# Material shown start

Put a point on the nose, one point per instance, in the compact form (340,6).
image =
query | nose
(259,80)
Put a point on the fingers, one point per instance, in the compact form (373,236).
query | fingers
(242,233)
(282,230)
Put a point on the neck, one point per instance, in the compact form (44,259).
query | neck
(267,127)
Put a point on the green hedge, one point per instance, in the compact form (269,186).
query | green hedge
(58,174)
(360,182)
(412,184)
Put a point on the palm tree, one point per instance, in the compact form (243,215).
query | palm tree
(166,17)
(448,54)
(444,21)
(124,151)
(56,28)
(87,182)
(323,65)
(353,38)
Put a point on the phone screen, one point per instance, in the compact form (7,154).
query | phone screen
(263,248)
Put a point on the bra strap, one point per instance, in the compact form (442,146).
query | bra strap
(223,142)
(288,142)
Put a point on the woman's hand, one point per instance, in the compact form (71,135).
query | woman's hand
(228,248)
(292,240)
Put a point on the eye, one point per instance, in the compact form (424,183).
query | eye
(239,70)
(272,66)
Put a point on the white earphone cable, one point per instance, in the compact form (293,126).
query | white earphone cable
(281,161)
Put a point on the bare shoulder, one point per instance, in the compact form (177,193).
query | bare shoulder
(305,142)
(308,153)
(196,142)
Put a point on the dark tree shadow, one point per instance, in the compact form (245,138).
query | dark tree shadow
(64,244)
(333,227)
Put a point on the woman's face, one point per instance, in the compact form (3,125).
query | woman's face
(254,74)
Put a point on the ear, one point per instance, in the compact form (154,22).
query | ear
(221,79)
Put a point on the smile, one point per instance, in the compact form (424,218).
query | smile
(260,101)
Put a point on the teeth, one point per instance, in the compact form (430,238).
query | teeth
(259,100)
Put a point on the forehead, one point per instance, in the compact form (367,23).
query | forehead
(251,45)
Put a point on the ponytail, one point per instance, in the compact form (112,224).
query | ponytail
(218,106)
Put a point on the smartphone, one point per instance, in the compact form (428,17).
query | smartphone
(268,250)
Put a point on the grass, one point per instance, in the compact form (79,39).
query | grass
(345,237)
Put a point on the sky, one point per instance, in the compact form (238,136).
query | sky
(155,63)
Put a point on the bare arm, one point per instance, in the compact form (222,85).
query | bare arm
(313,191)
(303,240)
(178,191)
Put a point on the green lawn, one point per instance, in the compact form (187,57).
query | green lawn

# Material shown end

**Task instructions:**
Return, unchanged, the lines of the rows above from the line holding "Put a point on the grass, one" through the final line of the rows, both included.

**Result for this task:**
Put a point on the grass, one point per instance, in the compact form (79,39).
query | grass
(345,237)
Put a point on the sky, one point per instance, in the compact form (238,136).
query | sky
(155,63)
Put a point on the bare arm, one point per instance, in the compact form (222,85).
query | bare arm
(313,191)
(303,240)
(178,191)
Put a point on the green lawn, one point per instance, in the compact form (187,57).
query | green lawn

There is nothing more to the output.